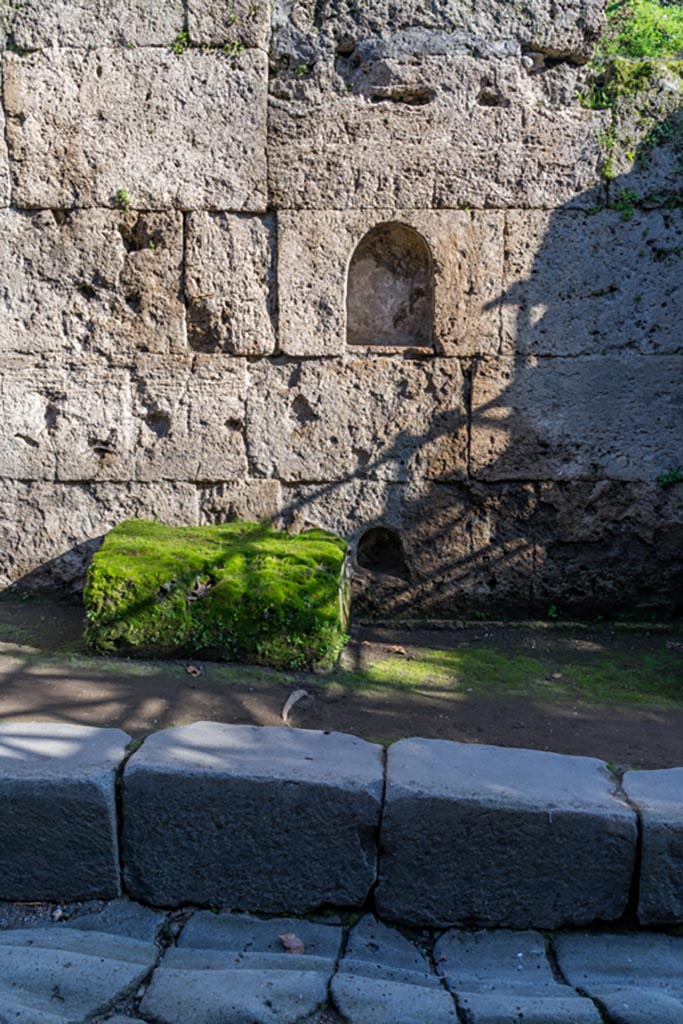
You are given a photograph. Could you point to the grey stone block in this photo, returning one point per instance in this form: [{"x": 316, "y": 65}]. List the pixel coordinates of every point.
[
  {"x": 235, "y": 968},
  {"x": 658, "y": 798},
  {"x": 67, "y": 974},
  {"x": 77, "y": 131},
  {"x": 637, "y": 978},
  {"x": 500, "y": 977},
  {"x": 507, "y": 838},
  {"x": 57, "y": 811},
  {"x": 384, "y": 979},
  {"x": 268, "y": 819}
]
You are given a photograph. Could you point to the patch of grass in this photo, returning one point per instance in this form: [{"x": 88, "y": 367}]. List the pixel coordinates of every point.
[{"x": 241, "y": 591}]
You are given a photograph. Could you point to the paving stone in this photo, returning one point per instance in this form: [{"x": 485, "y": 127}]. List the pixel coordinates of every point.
[
  {"x": 658, "y": 798},
  {"x": 268, "y": 819},
  {"x": 57, "y": 811},
  {"x": 507, "y": 838},
  {"x": 501, "y": 977},
  {"x": 69, "y": 973},
  {"x": 637, "y": 978},
  {"x": 78, "y": 133},
  {"x": 235, "y": 968},
  {"x": 384, "y": 979}
]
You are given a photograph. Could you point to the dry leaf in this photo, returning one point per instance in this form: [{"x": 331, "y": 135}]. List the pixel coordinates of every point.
[{"x": 292, "y": 942}]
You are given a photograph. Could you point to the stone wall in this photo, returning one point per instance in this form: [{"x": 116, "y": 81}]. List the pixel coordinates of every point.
[{"x": 182, "y": 187}]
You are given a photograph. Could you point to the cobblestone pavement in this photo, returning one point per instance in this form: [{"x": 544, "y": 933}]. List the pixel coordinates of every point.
[{"x": 123, "y": 963}]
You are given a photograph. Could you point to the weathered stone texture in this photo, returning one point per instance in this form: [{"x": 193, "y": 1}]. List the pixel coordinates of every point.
[
  {"x": 217, "y": 23},
  {"x": 481, "y": 134},
  {"x": 189, "y": 419},
  {"x": 36, "y": 25},
  {"x": 230, "y": 284},
  {"x": 482, "y": 29},
  {"x": 50, "y": 530},
  {"x": 209, "y": 812},
  {"x": 507, "y": 838},
  {"x": 658, "y": 799},
  {"x": 57, "y": 811},
  {"x": 91, "y": 282},
  {"x": 182, "y": 132},
  {"x": 381, "y": 418},
  {"x": 562, "y": 419},
  {"x": 579, "y": 285},
  {"x": 314, "y": 249}
]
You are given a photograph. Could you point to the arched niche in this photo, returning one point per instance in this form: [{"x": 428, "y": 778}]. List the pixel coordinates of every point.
[{"x": 390, "y": 289}]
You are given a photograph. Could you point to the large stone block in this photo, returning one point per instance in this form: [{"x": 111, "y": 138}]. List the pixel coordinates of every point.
[
  {"x": 657, "y": 796},
  {"x": 36, "y": 25},
  {"x": 378, "y": 418},
  {"x": 616, "y": 416},
  {"x": 507, "y": 838},
  {"x": 189, "y": 419},
  {"x": 57, "y": 811},
  {"x": 266, "y": 819},
  {"x": 78, "y": 131},
  {"x": 505, "y": 976},
  {"x": 314, "y": 249},
  {"x": 49, "y": 530},
  {"x": 94, "y": 282},
  {"x": 445, "y": 132},
  {"x": 70, "y": 424},
  {"x": 230, "y": 284},
  {"x": 578, "y": 285},
  {"x": 235, "y": 968}
]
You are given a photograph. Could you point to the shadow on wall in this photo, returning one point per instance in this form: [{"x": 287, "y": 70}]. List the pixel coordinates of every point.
[{"x": 568, "y": 426}]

-- -- --

EXERCISE GOAL -
Output all of the rows above as a numbered list, skipping any blank lines and leaving out the picture.

SOLUTION FOR THIS PROBLEM -
1. You are given a photograph. Could you point to the grey stone block in this photo, returning one point per instance in this form: [{"x": 316, "y": 65}]. List the pixel coordinates of every point.
2. [
3.   {"x": 235, "y": 968},
4.   {"x": 658, "y": 798},
5.   {"x": 67, "y": 974},
6.   {"x": 77, "y": 131},
7.   {"x": 637, "y": 978},
8.   {"x": 500, "y": 977},
9.   {"x": 507, "y": 838},
10.   {"x": 57, "y": 811},
11.   {"x": 384, "y": 979},
12.   {"x": 268, "y": 819}
13. ]
14. You are given a photograph. Could you point to the patch of grass in this photo, returning one point per instance in this form: [{"x": 88, "y": 367}]. List the pixel coordinates of every point.
15. [{"x": 241, "y": 591}]
16. You are given a photograph. Could you point to the paving stone in this photo, returning one point per instance in this form: [{"x": 485, "y": 127}]. List the pixel coordinates of every point.
17. [
18.   {"x": 658, "y": 798},
19.   {"x": 268, "y": 819},
20.   {"x": 57, "y": 811},
21.   {"x": 507, "y": 838},
22.   {"x": 501, "y": 977},
23.   {"x": 69, "y": 973},
24.   {"x": 637, "y": 978},
25.   {"x": 78, "y": 133},
26.   {"x": 235, "y": 968},
27.   {"x": 384, "y": 979}
28. ]
29. You are given a photograph. Could you point to the dry leaf in this photo, returning one point per instance in this form: [{"x": 331, "y": 135}]. List the pixel coordinates of every point.
30. [{"x": 292, "y": 942}]
31. You are given a photograph. Could you point to the stone wall in this photo, returning one point per instance in this form: [{"x": 116, "y": 81}]. List the pixel coordinates of every point.
32. [{"x": 182, "y": 187}]
33. You are given a photograph. Could you point to the cobblestone pavement in this photo, returning one point per instance in this form: [{"x": 544, "y": 933}]. List the pixel coordinates of every point.
34. [{"x": 123, "y": 963}]
35. You are given a photograph. Could you point to the weathered stone texture in this photo, returning one point per instance in this form: [{"x": 193, "y": 1}]. List the pixel coordinates of every point.
36. [
37.   {"x": 217, "y": 23},
38.   {"x": 481, "y": 134},
39.   {"x": 189, "y": 419},
40.   {"x": 36, "y": 25},
41.   {"x": 230, "y": 284},
42.   {"x": 482, "y": 29},
43.   {"x": 50, "y": 530},
44.   {"x": 209, "y": 812},
45.   {"x": 507, "y": 838},
46.   {"x": 658, "y": 799},
47.   {"x": 57, "y": 811},
48.   {"x": 91, "y": 282},
49.   {"x": 182, "y": 132},
50.   {"x": 381, "y": 418},
51.   {"x": 562, "y": 419},
52.   {"x": 579, "y": 285},
53.   {"x": 314, "y": 249}
54. ]
55. You are given a photograph. Could you point to the arched niche in this photo, returning one point per instance in this form: [{"x": 428, "y": 778}]. List the pixel coordinates of every point.
56. [{"x": 390, "y": 289}]
57. You are given a photograph. Could you point to the large stone block in this photo, returning one point per instance in this form: [{"x": 111, "y": 138}]. List the pixel coordinates of every point.
58. [
59.   {"x": 657, "y": 796},
60.   {"x": 36, "y": 25},
61.   {"x": 378, "y": 418},
62.   {"x": 616, "y": 416},
63.   {"x": 507, "y": 838},
64.   {"x": 189, "y": 419},
65.   {"x": 57, "y": 811},
66.   {"x": 266, "y": 819},
67.   {"x": 78, "y": 131},
68.   {"x": 505, "y": 976},
69.   {"x": 314, "y": 249},
70.   {"x": 49, "y": 530},
71.   {"x": 94, "y": 282},
72.   {"x": 445, "y": 132},
73.   {"x": 70, "y": 424},
74.   {"x": 230, "y": 284},
75.   {"x": 578, "y": 285},
76.   {"x": 235, "y": 968}
77. ]
78. You are given a photograph. Could you point to the shadow on wall in this photo, returning one point per instance in this form: [{"x": 287, "y": 70}]. List the pixel coordinates of every point.
79. [{"x": 568, "y": 426}]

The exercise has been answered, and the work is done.